In order to ensure consistent VLAN-to-instance mapping, it is necessary for the protocol to be able to exactly identify the boundaries of the regions. For that purpose, the characteristics of the region are included in the BPDUs. The exact VLANs-to-instance mapping is not propagated in the BPDU, because the switches only need to know whether they are in the same region as a neighbor. Therefore, only a digest of the VLANs-to-instance mapping table is sent, along with the revision number and the name. Once a switch receives a BPDU, the switch extracts the digest (a numerical value derived from the VLAN-to-instance mapping table through a mathematical function) and compares this digest with its own computed digest. If the digests differ, the port on which the BPDU was received is at the boundary of a region.

In generic terms, a port is at the boundary of a region if the designated bridge on its segment is in a different region or if it receives legacy 802.1d BPDUs.

MST Instances

According to the IEEE 802.1s specification, an MST bridge must be able to handle at least these two instances:
. One Internal Spanning Tree (IST)
. One or more Multiple Spanning Tree Instance(s) (MSTIs)

The terminology continues to evolve, as 802.1s is actually in a pre-standard phase. It is likely these names will change in the final release of 802.1s.

IST Instances

In order to clearly understand the role of the IST instance, remember that MST originates from the IEEE. Therefore, MST must be able to interact with 802.1q-based networks, because 802.1q is another IEEE standard. For 802.1q, a bridged network only implements a single spanning tree (CST). The IST instance is simply an RSTP instance that extends the CST inside the MST region.

The IST instance receives and sends BPDUs to the CST. The IST can represent the entire MST region as a CST virtual bridge to the outside world.

These are two functionally equivalent diagrams. Notice the location of the different blocked ports. In a typically bridged network, you expect to see a blocked port between Switches M and B. Instead of blocking on D, you expect to have the second loop broken by a blocked port somewhere in the middle of the MST region. However, due to the IST, the entire region appears as one virtual bridge that runs a single spanning tree (CST). This makes it possible to understand that the virtual bridge blocks an alternate port on B. Also, that virtual bridge is on the C to D segment and leads Switch D to block its port.



MSTIs

The MSTIs are simple RSTP instances that only exist inside a region. These instances run the RSTP automatically by default, without any extra configuration work. Unlike the IST, MSTIs never interact with the outside of the region. Remember that MST only runs one spanning tree outside of the region, so except for the IST instance, regular instances inside of the region have no outside counterpart. Additionally, MSTIs do not send BPDUs outside a region, only the IST does.

MSTIs do not send independent individual BPDUs. Inside the MST region, bridges exchange MST BPDUs that can be seen as normal RSTP BPDUs for the IST while containing additional information for each MSTI. Each switch only sends one BPDU, but each includes one MRecord per MSTI present on the ports.

Note: The first information field carried by an MST BPDU contains data about the IST. This implies that the IST (instance 0) is always present everywhere inside an MST region. However, the network administrator does not have to map VLANs onto instance 0, and therefore this is not a source of concern.

*Records shown:*
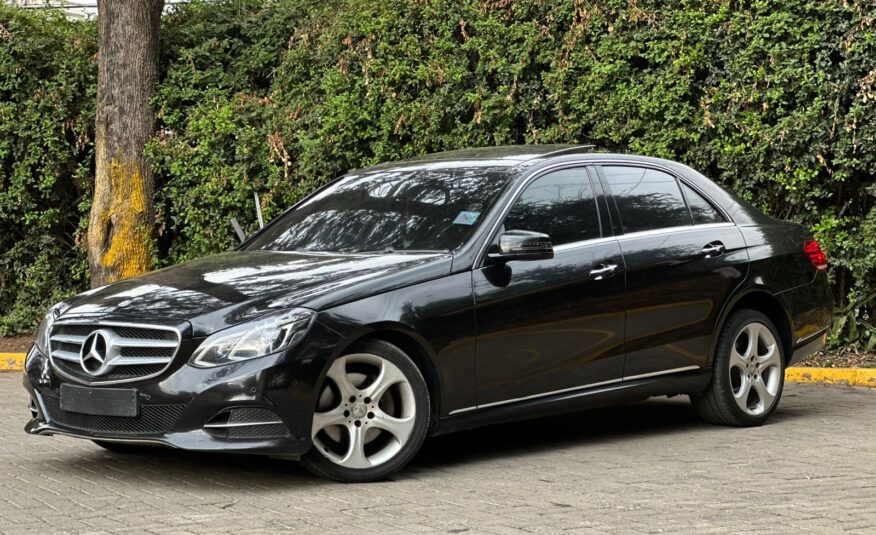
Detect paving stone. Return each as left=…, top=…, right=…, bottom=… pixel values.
left=0, top=374, right=876, bottom=534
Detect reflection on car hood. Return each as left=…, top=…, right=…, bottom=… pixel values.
left=63, top=251, right=451, bottom=335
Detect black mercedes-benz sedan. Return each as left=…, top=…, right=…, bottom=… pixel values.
left=24, top=146, right=831, bottom=481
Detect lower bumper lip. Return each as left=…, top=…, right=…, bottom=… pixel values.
left=24, top=357, right=311, bottom=457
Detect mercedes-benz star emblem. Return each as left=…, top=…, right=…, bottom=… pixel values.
left=79, top=331, right=109, bottom=375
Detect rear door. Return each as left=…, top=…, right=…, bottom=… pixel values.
left=598, top=165, right=748, bottom=379
left=472, top=167, right=624, bottom=406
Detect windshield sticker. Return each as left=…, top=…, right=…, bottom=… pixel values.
left=453, top=211, right=481, bottom=225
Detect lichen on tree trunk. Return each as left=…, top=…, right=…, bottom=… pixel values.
left=88, top=0, right=164, bottom=286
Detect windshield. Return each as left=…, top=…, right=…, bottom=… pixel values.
left=246, top=167, right=509, bottom=253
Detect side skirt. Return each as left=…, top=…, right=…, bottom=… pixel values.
left=432, top=368, right=712, bottom=435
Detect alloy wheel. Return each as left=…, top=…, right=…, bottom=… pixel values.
left=730, top=322, right=782, bottom=416
left=311, top=353, right=417, bottom=469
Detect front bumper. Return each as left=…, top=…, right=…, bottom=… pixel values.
left=24, top=324, right=337, bottom=457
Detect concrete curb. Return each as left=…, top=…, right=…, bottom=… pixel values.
left=0, top=353, right=876, bottom=388
left=785, top=368, right=876, bottom=388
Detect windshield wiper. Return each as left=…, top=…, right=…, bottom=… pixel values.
left=359, top=247, right=449, bottom=254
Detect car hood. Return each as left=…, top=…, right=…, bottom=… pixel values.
left=62, top=251, right=451, bottom=336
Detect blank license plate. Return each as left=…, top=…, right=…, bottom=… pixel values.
left=61, top=384, right=138, bottom=417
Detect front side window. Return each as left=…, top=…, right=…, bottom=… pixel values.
left=602, top=166, right=691, bottom=233
left=246, top=167, right=509, bottom=253
left=505, top=168, right=601, bottom=245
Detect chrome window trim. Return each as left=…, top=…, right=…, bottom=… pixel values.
left=554, top=236, right=617, bottom=253
left=447, top=366, right=702, bottom=416
left=46, top=318, right=182, bottom=386
left=617, top=223, right=736, bottom=241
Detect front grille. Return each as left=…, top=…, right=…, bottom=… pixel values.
left=204, top=407, right=289, bottom=440
left=49, top=322, right=180, bottom=384
left=41, top=391, right=185, bottom=436
left=55, top=359, right=165, bottom=383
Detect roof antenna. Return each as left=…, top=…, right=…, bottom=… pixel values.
left=252, top=191, right=265, bottom=228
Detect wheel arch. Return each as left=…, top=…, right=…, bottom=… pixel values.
left=328, top=323, right=441, bottom=430
left=709, top=287, right=794, bottom=365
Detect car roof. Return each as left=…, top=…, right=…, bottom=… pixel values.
left=350, top=144, right=769, bottom=224
left=359, top=144, right=594, bottom=172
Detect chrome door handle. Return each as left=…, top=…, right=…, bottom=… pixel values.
left=701, top=241, right=727, bottom=258
left=590, top=264, right=617, bottom=280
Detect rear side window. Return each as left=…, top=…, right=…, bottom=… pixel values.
left=602, top=166, right=691, bottom=233
left=681, top=183, right=725, bottom=225
left=505, top=168, right=601, bottom=245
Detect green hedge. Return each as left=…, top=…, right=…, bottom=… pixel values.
left=0, top=0, right=876, bottom=346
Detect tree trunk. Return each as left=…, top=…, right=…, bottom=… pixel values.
left=88, top=0, right=164, bottom=287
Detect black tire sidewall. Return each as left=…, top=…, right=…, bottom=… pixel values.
left=301, top=340, right=431, bottom=483
left=713, top=309, right=785, bottom=426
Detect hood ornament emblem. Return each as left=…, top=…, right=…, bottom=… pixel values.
left=79, top=329, right=113, bottom=377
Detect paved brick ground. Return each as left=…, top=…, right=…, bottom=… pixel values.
left=0, top=374, right=876, bottom=534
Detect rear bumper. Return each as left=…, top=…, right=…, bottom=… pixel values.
left=23, top=325, right=342, bottom=457
left=788, top=329, right=827, bottom=366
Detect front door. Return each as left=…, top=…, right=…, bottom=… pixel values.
left=472, top=167, right=624, bottom=407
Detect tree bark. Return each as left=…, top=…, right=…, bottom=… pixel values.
left=88, top=0, right=164, bottom=287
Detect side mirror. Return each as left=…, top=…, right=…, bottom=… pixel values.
left=487, top=230, right=554, bottom=263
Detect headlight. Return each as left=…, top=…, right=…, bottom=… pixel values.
left=34, top=302, right=70, bottom=355
left=190, top=308, right=316, bottom=368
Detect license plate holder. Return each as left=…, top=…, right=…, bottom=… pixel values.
left=61, top=384, right=140, bottom=418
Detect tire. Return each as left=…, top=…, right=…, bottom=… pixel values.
left=92, top=440, right=158, bottom=455
left=301, top=340, right=431, bottom=483
left=691, top=309, right=785, bottom=427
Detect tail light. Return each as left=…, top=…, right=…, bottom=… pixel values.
left=803, top=240, right=827, bottom=271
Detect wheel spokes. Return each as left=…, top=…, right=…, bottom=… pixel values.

*Task:*
Continue the passage on Multiple Spanning Tree regions and instances, picking up right after its final sentence.

*Task result:*
Unlike regular converged spanning tree topology, both ends of a link can send and receive BPDUs simultaneously. This is because, each bridge can be designated for one or more instances and needs to transmit BPDUs. As soon as a single MST instance is designated on a port, a BPDU that contains the information for all instances (IST+ MSTIs) is to be sent. The diagram shown here demonstrates MST BDPUs sent inside and outside of an MST region.

The MRecord contains enough information (mostly root bridge and sender bridge priority parameters) for the corresponding instance to calculate its final topology. The MRecord does not need any timer-related parameters such as hello time, forward delay, and max age that are typically found in a regular IEEE 802.1d or 802.1q CST BPDU. The only instance in the MST region to use these parameters is the IST; the hello time determines how frequently BPDUs are sent, and the forward delay parameter is mainly used when rapid transition is not possible (remember that rapid transitions do not occur on shared links). As MSTIs depend on the IST to transmit their information, MSTIs do not need those timers.

Thursday, July 1, 2010

RSTP

The 802.1D Spanning Tree Protocol (STP) standard was designed at a time when the recovery of connectivity after an outage within a minute or so was considered adequate performance. It is not the case anymore.

Original 802.1D was enhanced with features such as Uplink Fast, Backbone Fast, and Port Fast to speed up the convergence time of a bridged network. The drawback is that these mechanisms are proprietary and need additional configuration.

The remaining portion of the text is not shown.